**Questions to answer**.
[1] Output, word for word, the part of the net promoter score text that opens with the words containing "The primary objective" and closes with "customer loyalty rates.".
[2] Go on with the net promoter score text from where it stops.

**Provided text**.
§ §

The primary objective of the net promoter score methodology is to infer customer loyalty (as evidenced by repurchase and referral) to a product, service, brand, or company on the basis of respondents' responses to a single survey item. NPS ratings reflect multiple underlying drivers of customer loyalty, including customer trust. The use of the NPS score in addition to revenue retention rates and customer retention rates may offer valuable customer insights and may offer a better predictability of customer loyalty rates.

As it represents responses to a single survey item, the validity and reliability of any corporation's NPS ultimately depend on collecting a large number of ratings from individual human users. However, market research surveys are typically distributed by email, and response rates to such surveys have been declining steadily in recent years. In the face of criticism of the net promoter score, the proponents of the net promoter approach claim that the "recommend" question is of similar predictive power to other metrics, but that it presents a number of practical benefits to other more complex metrics. Proponents also argue that analyses based on third-party data are inferior to those conducted by companies on their own customer sets, and that the practical benefits of the approach (including a short survey, a simple concept to communicate, and corporations' ability to follow up with customers) outweigh possible statistical inferiority to other metrics.

§ §

**Supplied entries**.
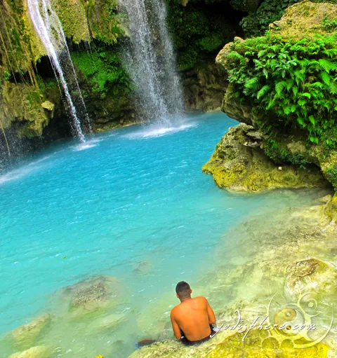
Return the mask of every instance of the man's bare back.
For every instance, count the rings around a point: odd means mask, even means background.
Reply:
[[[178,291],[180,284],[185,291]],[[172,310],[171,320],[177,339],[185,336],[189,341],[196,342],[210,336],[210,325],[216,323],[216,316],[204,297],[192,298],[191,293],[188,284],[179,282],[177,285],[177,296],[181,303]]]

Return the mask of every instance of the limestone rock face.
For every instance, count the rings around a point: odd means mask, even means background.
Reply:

§ §

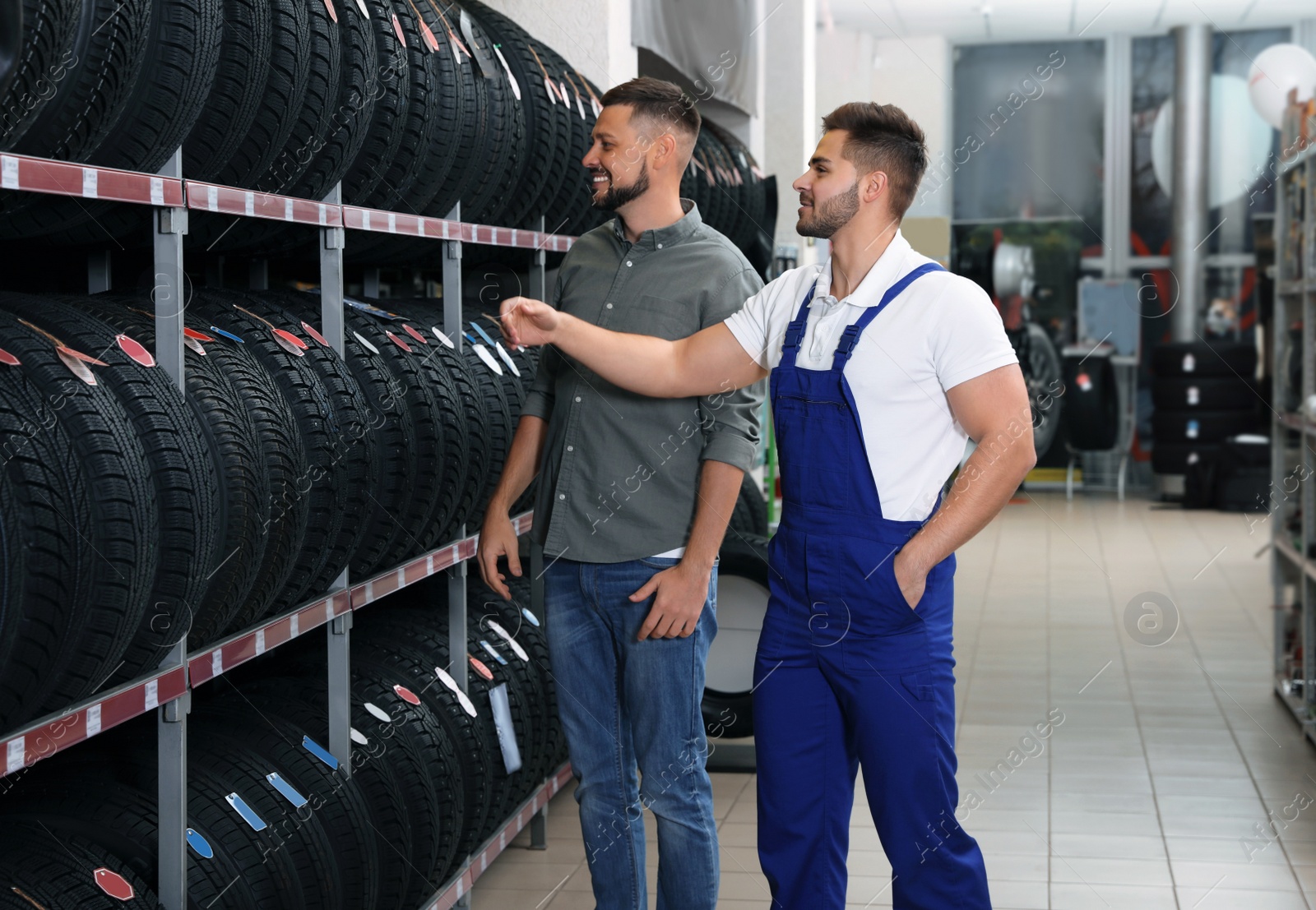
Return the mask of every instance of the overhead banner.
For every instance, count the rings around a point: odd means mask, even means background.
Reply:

§ §

**Set of answers**.
[1]
The primary objective of the net promoter score methodology is to infer customer loyalty (as evidenced by repurchase and referral) to a product, service, brand, or company on the basis of respondents' responses to a single survey item. NPS ratings reflect multiple underlying drivers of customer loyalty, including customer trust. The use of the NPS score in addition to revenue retention rates and customer retention rates may offer valuable customer insights and may offer a better predictability of customer loyalty rates.

[2]
== Criticism ==
While the net promoter score has gained popularity among business executives and is considered a widely used instrument for measuring customer loyalty in practice, it has also generated controversy in academic and market research circles. Scholarly critique has questioned whether the NPS is at all a reliable predictor of company growth. Other researchers have noted that there is no empirical evidence that the "likelihood to recommend" question is a better predictor of business growth than other customer-loyalty questions (e.g., overall satisfaction, likelihood to purchase again, etc.), and that the "likelihood to recommend" question does not measure anything different from other conventional loyalty-related questions.

A further issue with NPS is that does not offer a detailed insight into specific issues or identify specific areas for improvement. Furthermore there is a concern of potential bias as NPS tends to focus on the extremes and devalues passive customers.

Many consumers in 2025 complain about being bombarded with too many requests for ratings. Reichheld himself criticized over-use as a "tragedy of the commons". He recommended tracking repeat customers and referrals by other means, and conducting a small number of conversations if needed to identify problems and opportunities for improvement.

Some employees face discipline, financial consequences, or firing if they get low ratings, and many complain that some of the factors that consumers put into ratings are beyond their control. Reichheld recommended de-linking NPS from employee compensation, saying it made employees care less about pleasing customers and more about getting a high rating.